→ **The request**: Reproduce all of the records that follow word for word, omitting the pictures.

→ **Dataset records**:
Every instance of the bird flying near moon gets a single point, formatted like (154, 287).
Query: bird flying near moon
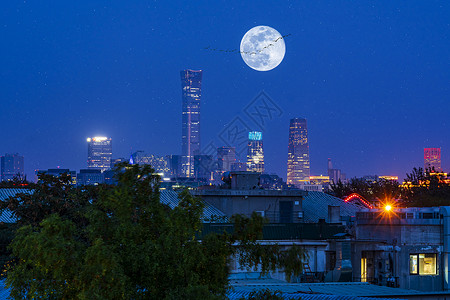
(262, 48)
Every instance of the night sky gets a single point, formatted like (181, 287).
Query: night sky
(371, 77)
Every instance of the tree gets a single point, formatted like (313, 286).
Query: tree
(121, 242)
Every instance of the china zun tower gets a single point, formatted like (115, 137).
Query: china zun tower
(191, 85)
(298, 153)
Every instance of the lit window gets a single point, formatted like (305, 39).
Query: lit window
(423, 264)
(413, 264)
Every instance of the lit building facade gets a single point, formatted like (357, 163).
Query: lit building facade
(226, 156)
(11, 166)
(191, 85)
(298, 169)
(432, 159)
(99, 153)
(158, 163)
(255, 152)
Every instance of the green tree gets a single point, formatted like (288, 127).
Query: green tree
(121, 242)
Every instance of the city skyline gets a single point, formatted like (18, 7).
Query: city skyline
(360, 73)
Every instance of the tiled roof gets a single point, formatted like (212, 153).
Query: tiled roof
(315, 206)
(210, 213)
(331, 291)
(5, 193)
(287, 231)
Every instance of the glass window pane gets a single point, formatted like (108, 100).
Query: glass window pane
(413, 264)
(427, 264)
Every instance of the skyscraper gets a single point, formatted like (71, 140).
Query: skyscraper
(255, 152)
(11, 166)
(191, 85)
(225, 157)
(99, 153)
(432, 159)
(298, 153)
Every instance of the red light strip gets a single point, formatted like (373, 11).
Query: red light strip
(354, 196)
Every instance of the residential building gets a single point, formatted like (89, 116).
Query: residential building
(242, 194)
(255, 152)
(90, 177)
(12, 166)
(298, 168)
(403, 247)
(58, 172)
(191, 85)
(99, 153)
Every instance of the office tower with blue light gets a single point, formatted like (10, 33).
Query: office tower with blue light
(191, 85)
(12, 166)
(298, 169)
(226, 156)
(255, 152)
(99, 153)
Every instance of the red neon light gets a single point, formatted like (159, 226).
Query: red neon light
(354, 196)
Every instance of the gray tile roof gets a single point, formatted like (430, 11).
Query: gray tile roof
(334, 290)
(210, 213)
(5, 193)
(315, 206)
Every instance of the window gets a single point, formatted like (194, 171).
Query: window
(423, 264)
(413, 268)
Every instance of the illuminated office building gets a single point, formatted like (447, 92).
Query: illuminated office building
(158, 163)
(191, 82)
(12, 166)
(99, 153)
(298, 153)
(255, 152)
(432, 159)
(226, 156)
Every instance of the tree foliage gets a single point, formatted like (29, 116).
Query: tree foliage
(121, 242)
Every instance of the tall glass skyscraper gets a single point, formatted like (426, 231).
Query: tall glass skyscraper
(255, 152)
(298, 153)
(226, 156)
(11, 166)
(99, 153)
(432, 159)
(191, 85)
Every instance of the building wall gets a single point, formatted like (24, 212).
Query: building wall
(387, 241)
(246, 202)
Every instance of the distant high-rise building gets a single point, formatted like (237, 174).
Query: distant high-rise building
(432, 159)
(191, 85)
(159, 164)
(226, 156)
(11, 166)
(99, 153)
(255, 152)
(239, 166)
(298, 153)
(204, 166)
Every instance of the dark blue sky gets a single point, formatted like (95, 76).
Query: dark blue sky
(371, 77)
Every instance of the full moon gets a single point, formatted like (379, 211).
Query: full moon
(262, 48)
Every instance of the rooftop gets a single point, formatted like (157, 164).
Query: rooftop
(315, 207)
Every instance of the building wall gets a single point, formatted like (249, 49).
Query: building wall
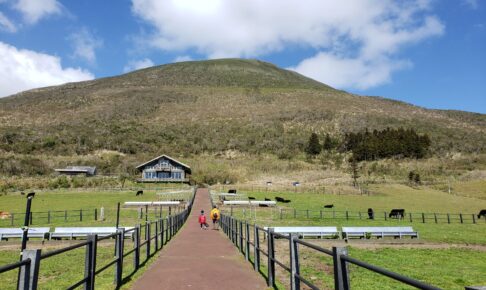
(171, 170)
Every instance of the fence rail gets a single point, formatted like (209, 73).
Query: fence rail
(239, 233)
(323, 214)
(163, 228)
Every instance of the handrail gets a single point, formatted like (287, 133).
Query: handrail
(63, 250)
(15, 265)
(233, 227)
(164, 231)
(388, 273)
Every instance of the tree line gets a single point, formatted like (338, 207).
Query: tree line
(366, 145)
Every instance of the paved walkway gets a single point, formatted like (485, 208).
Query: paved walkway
(200, 259)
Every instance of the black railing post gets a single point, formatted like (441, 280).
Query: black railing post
(147, 231)
(90, 262)
(241, 236)
(29, 274)
(119, 245)
(136, 245)
(341, 281)
(156, 235)
(271, 258)
(294, 263)
(256, 249)
(162, 229)
(247, 241)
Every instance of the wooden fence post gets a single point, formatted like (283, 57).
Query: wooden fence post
(294, 263)
(136, 245)
(247, 241)
(341, 278)
(119, 245)
(90, 262)
(256, 249)
(147, 235)
(271, 259)
(29, 274)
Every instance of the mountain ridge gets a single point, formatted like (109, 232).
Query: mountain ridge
(212, 106)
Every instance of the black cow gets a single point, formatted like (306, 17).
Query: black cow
(398, 213)
(482, 213)
(371, 214)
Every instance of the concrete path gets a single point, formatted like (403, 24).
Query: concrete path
(200, 259)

→ **Answer in full**:
Every instance of the bird flying near moon gets a single point, formatted like (154, 287).
Query: bird flying near moon
(262, 48)
Every instance of the night sky gets a single point, formatted like (181, 287).
Query: night sky
(371, 77)
Every instance of the tree gets a single point, formatted like (313, 286).
Query: tree
(121, 242)
Every instance of the china zun tower gets a single point, formatted like (115, 137).
Query: china zun tower
(191, 85)
(298, 153)
Every instance of the lit window gets a single point, formatted like (305, 39).
Query: lit window
(423, 264)
(413, 264)
Every instance of the lit building facade gets a single point, formatted like (357, 163).
Query: lit building facade
(226, 156)
(11, 166)
(191, 85)
(298, 169)
(432, 159)
(99, 153)
(158, 163)
(255, 152)
Every instance of the green tree gets a single point, formatted like (288, 127).
Query: green tree
(121, 242)
Every instance of the city skyline gets a single point, formatted like (18, 7).
Query: city skyline
(360, 73)
Every instance of the tiled roof gets a single point, formatted like (212, 153).
Query: tiled roof
(315, 206)
(210, 213)
(331, 291)
(5, 193)
(287, 231)
Every instance of the glass window pane gets a single point, formatted like (108, 100).
Query: glass window pane
(413, 264)
(427, 264)
Every instance of the skyscraper gets a single point, formatted like (71, 140).
Query: skyscraper
(255, 152)
(11, 166)
(191, 85)
(225, 157)
(99, 153)
(432, 159)
(298, 153)
Every instance of the red light strip gets a single point, formatted like (373, 11).
Query: red light strip
(354, 196)
Every instance of the residential building gets a single point, formatted like (89, 116).
Query: residential building
(242, 194)
(255, 152)
(90, 177)
(12, 166)
(298, 168)
(403, 247)
(58, 172)
(191, 85)
(99, 153)
Every instance of the office tower with blue light gets a single point, formatted like (10, 33).
Query: office tower with blue light
(191, 85)
(12, 166)
(298, 169)
(226, 156)
(255, 152)
(99, 153)
Every instance of the red neon light gets a single point, formatted like (159, 226).
Query: red neon light
(354, 196)
Every instance of the gray tile roof gets a single point, formatted like (430, 11).
Query: gray tile roof
(334, 290)
(210, 213)
(5, 193)
(315, 206)
Every instance of the window gets a single point, formatted like (194, 171).
Query: window
(423, 264)
(413, 268)
Every instance of the illuminated office building gets a single point, formatted like (447, 92).
Query: illuminated office building
(158, 163)
(191, 82)
(12, 166)
(99, 153)
(298, 153)
(255, 152)
(432, 159)
(226, 156)
Every instance of the tree foliage gets a single point, formatted like (29, 116).
Query: tree foliage
(121, 242)
Every instance of the tall glass skyscraper gets a single point, formatted like (426, 231).
Query: tall glass skyscraper
(255, 152)
(298, 153)
(226, 156)
(11, 166)
(99, 153)
(432, 159)
(191, 85)
Every instance of the building wall gets a single point, formatted like (24, 212).
Query: building wall
(387, 241)
(246, 202)
Every instance of the distant high-rise building gets a single point, formatted like (237, 174).
Query: distant high-rise building
(432, 159)
(191, 85)
(159, 164)
(226, 156)
(11, 166)
(99, 153)
(255, 152)
(239, 166)
(298, 153)
(204, 166)
Every instance of the dark blue sky gets a single point, formatted like (95, 76).
Query: dark blue sky
(371, 77)
Every instance of the full moon gets a single point, formatted like (379, 211).
Query: full moon
(262, 48)
Every instance of the rooftop gets a single point, formatted like (157, 164).
Query: rooftop
(315, 207)
Every instance of the building wall gets a single point, formatted like (249, 49).
Query: building wall
(171, 170)
Every instance of the fence rail gets a single point, formatted like (209, 73).
Query: fence rail
(239, 233)
(323, 214)
(163, 228)
Every instance of the handrail gets a single point, formatted like (287, 133).
Query: handrail
(63, 250)
(15, 265)
(233, 227)
(164, 231)
(388, 273)
Every instance of the tree line gets a single point, formatted like (338, 207).
Query: tree line
(366, 145)
Every instance of the paved walkway gets a single point, formatted like (485, 208).
Query: paved walkway
(200, 259)
Every instance of the black railing post gets a single point, formatted like (441, 280).
Query: black railing post
(147, 231)
(90, 262)
(241, 236)
(29, 274)
(119, 245)
(136, 245)
(341, 281)
(156, 235)
(271, 258)
(294, 263)
(256, 249)
(162, 229)
(247, 241)
Every instance of the wooden fence post gets a single point, formatted like (283, 57).
Query: wooden fence post
(294, 263)
(136, 245)
(247, 241)
(341, 278)
(119, 245)
(90, 262)
(256, 249)
(147, 235)
(271, 259)
(29, 274)
Every instance of the mountain ridge gets a single point, formatted like (109, 232).
Query: mountain ridge
(212, 106)
Every instance of the black cow gets a single point, formatted like (306, 17).
Query: black cow
(398, 213)
(482, 213)
(371, 214)
Every instance of the concrete path gets a single point, formatted like (403, 24).
Query: concrete path
(200, 259)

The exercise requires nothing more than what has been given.